§ **WHAT IS BEING ASKED**:
Copy only what runs from the line containing "[locate] man in dark suit (one point each)" through the end of the material below, line for line, with both ends included.

────────────────────────────────────────

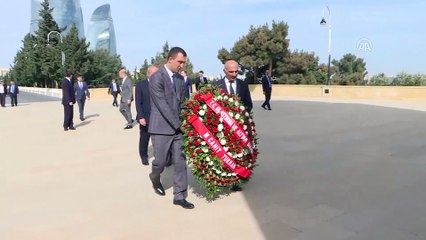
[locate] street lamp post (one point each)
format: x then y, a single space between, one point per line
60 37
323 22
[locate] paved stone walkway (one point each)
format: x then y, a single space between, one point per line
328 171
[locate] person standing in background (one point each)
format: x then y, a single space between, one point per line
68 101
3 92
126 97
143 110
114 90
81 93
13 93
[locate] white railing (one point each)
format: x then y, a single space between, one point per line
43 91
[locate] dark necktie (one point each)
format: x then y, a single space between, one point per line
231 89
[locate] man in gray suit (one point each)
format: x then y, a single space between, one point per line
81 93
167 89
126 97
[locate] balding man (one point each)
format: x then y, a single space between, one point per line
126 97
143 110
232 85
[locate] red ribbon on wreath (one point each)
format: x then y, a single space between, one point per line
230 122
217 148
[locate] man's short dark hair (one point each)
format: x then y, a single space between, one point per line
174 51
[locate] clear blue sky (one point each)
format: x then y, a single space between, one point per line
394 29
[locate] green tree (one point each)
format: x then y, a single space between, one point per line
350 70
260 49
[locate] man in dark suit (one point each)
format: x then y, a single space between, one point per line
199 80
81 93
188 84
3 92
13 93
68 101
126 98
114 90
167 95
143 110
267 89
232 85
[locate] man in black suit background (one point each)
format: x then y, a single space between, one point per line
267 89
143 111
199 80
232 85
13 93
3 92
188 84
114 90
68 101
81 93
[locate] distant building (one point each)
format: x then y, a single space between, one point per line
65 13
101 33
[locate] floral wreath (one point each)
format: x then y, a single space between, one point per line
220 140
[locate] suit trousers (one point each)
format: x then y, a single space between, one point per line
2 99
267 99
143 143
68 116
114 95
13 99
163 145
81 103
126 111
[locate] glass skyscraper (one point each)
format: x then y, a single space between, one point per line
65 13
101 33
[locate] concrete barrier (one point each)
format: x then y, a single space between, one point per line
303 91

────────────────────────────────────────

§ **EXERCISE ANSWER**:
[locate] man in dark suit (one point each)
format: x then y, a single space between, one point per line
199 80
81 93
188 84
3 92
13 93
68 101
126 98
114 90
167 95
143 110
267 89
232 85
[locate] man in black suit background (one point each)
format: x then y, a single space between, one point per line
267 89
143 111
199 80
232 85
13 93
3 92
188 84
114 90
68 101
81 93
[locate] distant building (one point each)
format: x then y, a single space between, one point per line
65 13
101 33
[locate] floral wreath (one point each)
format: x then y, a single space between, one point per line
220 140
[locate] suit trousers (one point each)
format: x then y, a single space between, one point per line
2 99
267 99
143 143
68 116
114 95
13 99
163 145
81 103
126 111
[locate] glass skyscraper (one point each)
format: x then y, a single space between, one point per line
65 13
101 33
[locate] concrete barrier (one point each)
format: x then y, a single space between, one point per line
303 91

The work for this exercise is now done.